#### TESTO SELEZIONATO
----------
Vorrei fossi più serena, più libera, che ti sentissi meno sola e che ricordassi che, a volte, essere un po' folli fa bene. Che c'è del buono anche nelle persone di cui non parli bene la lingua e di cui non comprendi come facciano ad amare il Grande Fratello o i libri di Nicholas Sparks. Vorrei ricordassi che tutti hanno qualcosa da insegnarci, e che alla tua età bisogna saper stare con tutti, non solo con se stessi.
Ricordati che mamma ti vuole bene, anche se non te lo riesce a dimostrare, chiusa in quella torre di vetro, lontana e irraggiungibile a te e a papà. Lo so che con quel corpo non sai bene come ci si muove, che nessuno è lì con te ad insegnarti come essere una donna, e che TipoX ti chiede di fare passi che non sei pronta a fare. Ecco, vorrei dirti che fai bene ad essere gelosa del tuo corpo e delle tue emozioni. Conservale per chi, un giorno penserai, meriterà di rubartele un po'. E hai fatto bene ad aspettarlo.
Non piangere quando anche quello non durerà. Non piangere perché la Germania ti ruba la felicità e nemmeno quando capirai che non è stata colpa della Germania. 
Scoprirai che il cuore puoi donarlo ancora, stavolta come una donna, che inizierai a pensare in grande, a rinchiudere il tuo cuore tra le mura di una casa con i gerani rossi sul balcone, con un cane, nel caos di una città che diventerà lo sfondo di una vita nuova, da dividere in due, scandita da riti.
Piangerai e soffrirai tanto, quando il cuore ti si spezzerà di nuovo, e stavolta sarai una donna. Ti sentirai ancora più persa e smarrita. Penserai che non valga la pena, che in fondo la tua vita sta bene così com'è, con i tuoi impegni, il ritmo scandito dai tuoi respiri e da quei piccoli, grandi gesti che ti sembreranno conquiste inimmaginabili: girare per la grande città da sola, senza una meta, o non perderti quando dovrai andare a fare un colloquio di lavoro in un posto nuovo, o andare al cinema da sola, o, soprattutto, quando starai per iniziare il dottorato e cominceranno a pioverti dal cielo mille opportunità.
----------
#### VOCI ARCHIVIATE
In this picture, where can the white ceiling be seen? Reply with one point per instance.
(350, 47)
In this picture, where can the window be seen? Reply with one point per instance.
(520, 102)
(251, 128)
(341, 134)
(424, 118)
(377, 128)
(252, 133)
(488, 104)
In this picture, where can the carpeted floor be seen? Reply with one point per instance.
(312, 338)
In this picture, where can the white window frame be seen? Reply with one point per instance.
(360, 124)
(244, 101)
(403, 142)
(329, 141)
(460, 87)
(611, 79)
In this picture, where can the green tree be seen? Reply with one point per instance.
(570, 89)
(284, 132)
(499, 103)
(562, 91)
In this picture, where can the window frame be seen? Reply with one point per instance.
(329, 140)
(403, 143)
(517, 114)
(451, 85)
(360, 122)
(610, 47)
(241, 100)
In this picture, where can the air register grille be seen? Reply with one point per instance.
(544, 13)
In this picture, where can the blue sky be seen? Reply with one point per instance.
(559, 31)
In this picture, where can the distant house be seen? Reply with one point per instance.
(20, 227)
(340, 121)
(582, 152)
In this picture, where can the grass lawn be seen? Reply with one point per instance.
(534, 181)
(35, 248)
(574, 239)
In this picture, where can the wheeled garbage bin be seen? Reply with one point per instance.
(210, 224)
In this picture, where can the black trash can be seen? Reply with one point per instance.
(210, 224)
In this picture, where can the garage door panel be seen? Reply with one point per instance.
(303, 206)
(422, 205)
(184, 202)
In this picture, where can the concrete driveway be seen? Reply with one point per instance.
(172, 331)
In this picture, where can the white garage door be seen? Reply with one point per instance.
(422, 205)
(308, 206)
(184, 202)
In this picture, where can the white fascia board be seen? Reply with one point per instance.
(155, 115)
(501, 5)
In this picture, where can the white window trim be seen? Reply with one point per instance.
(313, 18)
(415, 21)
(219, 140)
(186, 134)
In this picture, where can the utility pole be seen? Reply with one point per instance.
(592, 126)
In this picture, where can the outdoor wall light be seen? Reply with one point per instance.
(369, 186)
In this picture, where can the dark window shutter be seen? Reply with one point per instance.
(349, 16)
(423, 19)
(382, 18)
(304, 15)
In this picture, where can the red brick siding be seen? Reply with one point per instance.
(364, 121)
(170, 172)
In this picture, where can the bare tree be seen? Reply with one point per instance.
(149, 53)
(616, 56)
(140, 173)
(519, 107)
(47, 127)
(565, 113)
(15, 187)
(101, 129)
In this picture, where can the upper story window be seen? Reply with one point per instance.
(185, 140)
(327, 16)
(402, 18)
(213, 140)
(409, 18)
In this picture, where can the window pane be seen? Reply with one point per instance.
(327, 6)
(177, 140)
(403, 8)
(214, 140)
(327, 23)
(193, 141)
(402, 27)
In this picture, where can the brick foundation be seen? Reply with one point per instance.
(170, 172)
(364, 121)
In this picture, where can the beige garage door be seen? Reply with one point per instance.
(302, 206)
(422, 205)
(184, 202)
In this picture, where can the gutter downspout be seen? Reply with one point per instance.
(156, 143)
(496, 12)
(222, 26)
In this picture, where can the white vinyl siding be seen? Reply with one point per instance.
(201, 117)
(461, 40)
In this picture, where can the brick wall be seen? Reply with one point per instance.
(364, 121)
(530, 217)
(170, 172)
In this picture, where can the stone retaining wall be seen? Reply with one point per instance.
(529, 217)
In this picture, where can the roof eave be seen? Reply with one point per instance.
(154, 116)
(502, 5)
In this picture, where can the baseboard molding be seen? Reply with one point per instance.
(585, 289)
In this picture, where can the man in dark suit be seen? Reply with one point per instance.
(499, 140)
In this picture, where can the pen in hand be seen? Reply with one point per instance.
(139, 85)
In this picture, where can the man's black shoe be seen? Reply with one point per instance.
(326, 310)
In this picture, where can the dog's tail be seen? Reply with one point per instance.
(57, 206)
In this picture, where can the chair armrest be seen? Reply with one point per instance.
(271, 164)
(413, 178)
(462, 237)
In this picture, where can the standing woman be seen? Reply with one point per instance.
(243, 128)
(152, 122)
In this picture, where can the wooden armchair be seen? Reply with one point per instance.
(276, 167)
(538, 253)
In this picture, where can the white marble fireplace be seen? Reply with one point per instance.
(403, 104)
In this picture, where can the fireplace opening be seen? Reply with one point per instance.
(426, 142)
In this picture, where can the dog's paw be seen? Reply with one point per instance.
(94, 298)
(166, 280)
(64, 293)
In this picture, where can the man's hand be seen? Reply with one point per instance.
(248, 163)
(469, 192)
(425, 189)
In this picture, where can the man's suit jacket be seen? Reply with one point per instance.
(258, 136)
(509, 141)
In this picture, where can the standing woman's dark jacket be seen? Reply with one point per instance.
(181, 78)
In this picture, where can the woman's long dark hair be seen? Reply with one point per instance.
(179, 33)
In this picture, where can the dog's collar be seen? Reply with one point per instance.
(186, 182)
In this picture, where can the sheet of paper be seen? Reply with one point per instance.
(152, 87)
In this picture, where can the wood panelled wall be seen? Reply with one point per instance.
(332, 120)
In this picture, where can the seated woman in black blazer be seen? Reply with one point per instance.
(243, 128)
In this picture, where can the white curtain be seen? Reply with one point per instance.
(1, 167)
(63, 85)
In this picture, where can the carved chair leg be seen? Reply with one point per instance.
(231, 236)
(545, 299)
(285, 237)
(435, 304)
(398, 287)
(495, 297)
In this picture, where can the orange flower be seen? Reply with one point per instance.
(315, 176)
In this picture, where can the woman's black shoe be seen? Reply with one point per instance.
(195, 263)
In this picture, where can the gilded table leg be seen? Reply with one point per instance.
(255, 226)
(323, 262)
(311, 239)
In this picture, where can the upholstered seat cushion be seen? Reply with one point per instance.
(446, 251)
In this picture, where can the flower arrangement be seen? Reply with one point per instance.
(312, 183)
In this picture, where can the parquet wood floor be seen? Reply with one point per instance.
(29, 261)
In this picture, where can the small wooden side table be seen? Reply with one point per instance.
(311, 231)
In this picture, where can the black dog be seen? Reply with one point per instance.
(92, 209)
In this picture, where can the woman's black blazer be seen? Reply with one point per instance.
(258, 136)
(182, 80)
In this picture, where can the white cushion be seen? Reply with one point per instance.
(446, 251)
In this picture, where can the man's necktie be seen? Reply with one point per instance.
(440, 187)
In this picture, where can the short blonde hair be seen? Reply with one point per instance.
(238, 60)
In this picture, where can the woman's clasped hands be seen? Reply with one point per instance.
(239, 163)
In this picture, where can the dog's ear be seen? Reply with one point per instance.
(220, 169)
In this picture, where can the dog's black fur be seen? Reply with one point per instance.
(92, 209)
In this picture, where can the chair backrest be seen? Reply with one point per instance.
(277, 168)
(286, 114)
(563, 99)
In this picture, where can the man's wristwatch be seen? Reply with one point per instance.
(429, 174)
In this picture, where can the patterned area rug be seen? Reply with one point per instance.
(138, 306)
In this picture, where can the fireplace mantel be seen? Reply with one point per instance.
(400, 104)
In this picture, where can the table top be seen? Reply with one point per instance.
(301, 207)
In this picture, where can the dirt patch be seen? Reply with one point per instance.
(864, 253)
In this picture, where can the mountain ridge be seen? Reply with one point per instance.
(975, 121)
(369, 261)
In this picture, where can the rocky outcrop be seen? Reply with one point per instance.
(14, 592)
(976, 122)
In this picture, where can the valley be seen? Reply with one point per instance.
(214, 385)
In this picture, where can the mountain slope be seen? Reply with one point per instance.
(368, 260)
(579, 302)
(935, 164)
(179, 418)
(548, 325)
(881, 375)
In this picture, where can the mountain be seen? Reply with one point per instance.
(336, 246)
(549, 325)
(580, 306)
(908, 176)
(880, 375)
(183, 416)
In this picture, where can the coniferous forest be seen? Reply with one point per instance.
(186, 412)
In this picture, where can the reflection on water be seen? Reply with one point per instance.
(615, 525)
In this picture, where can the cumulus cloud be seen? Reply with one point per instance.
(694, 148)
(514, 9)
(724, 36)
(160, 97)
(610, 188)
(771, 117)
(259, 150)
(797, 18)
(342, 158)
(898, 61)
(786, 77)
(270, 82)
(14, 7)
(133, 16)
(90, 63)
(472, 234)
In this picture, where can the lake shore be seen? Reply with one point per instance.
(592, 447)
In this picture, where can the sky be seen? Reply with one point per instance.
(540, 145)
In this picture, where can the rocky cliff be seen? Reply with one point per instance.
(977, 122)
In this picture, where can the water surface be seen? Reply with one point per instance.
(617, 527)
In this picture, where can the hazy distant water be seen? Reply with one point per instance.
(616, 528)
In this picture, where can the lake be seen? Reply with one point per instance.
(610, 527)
----------
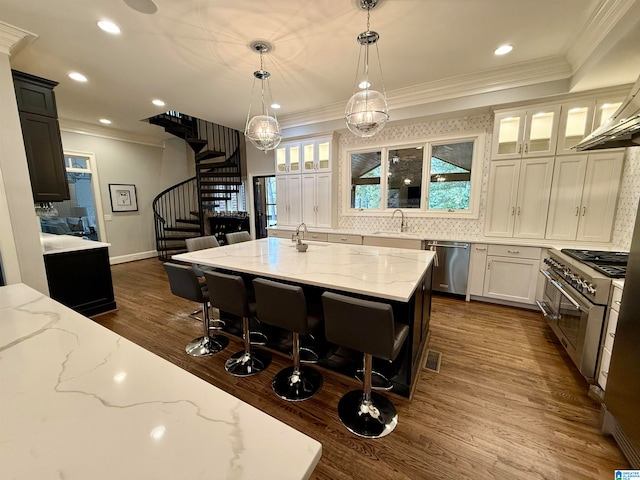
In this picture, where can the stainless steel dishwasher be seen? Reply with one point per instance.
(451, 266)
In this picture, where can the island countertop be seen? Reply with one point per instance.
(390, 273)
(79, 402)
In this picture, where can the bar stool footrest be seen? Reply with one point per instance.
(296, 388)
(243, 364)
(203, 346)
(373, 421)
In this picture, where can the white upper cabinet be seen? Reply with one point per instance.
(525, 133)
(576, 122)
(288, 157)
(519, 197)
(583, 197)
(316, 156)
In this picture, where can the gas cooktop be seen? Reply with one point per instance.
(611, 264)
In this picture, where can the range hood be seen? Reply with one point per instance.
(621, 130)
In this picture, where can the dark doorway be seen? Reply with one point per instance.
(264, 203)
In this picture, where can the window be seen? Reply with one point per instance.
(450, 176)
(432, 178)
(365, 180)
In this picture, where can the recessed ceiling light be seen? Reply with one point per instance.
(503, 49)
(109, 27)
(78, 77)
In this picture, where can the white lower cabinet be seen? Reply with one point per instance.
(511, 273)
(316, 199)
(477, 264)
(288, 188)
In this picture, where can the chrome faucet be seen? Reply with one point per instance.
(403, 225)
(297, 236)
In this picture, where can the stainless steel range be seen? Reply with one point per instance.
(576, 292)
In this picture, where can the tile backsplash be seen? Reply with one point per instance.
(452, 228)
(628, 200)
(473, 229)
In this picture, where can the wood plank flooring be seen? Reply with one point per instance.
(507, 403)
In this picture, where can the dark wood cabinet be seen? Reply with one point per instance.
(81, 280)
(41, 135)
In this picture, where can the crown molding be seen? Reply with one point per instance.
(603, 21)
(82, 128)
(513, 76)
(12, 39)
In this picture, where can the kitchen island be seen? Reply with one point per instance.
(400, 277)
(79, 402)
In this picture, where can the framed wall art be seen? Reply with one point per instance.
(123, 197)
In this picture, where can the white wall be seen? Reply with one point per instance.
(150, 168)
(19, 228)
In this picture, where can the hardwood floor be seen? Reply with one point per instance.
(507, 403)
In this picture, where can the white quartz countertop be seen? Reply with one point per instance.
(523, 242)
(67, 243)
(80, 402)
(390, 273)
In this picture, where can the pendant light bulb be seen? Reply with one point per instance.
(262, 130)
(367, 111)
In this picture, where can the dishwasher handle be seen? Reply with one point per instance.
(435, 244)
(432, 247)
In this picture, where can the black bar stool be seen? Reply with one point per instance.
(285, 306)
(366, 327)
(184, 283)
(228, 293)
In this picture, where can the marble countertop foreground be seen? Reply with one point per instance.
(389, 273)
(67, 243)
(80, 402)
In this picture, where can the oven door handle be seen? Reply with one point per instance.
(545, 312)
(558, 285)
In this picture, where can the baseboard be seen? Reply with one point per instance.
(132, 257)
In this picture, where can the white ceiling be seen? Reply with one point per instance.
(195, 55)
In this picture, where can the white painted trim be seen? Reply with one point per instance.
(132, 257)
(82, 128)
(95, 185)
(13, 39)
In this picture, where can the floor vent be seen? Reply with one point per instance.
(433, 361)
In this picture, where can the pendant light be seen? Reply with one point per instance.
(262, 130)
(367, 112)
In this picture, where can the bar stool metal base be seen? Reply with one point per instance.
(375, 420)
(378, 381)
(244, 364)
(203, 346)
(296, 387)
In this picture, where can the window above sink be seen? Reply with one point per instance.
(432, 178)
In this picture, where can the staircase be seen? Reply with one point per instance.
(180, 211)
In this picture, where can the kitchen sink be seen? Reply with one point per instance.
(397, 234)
----------
#### ESERCIZIO ASSEGNATO
Estragga dal testo selezionato il passo che inizia con "Scoprirai che il" e termina con "scandita da riti.", riportandolo senza alcuna modifica. Le voci archiviate non hanno alcun ruolo in questo esercizio.

#### SOLUZIONE
Scoprirai che il cuore puoi donarlo ancora, stavolta come una donna, che inizierai a pensare in grande, a rinchiudere il tuo cuore tra le mura di una casa con i gerani rossi sul balcone, con un cane, nel caos di una città che diventerà lo sfondo di una vita nuova, da dividere in due, scandita da riti.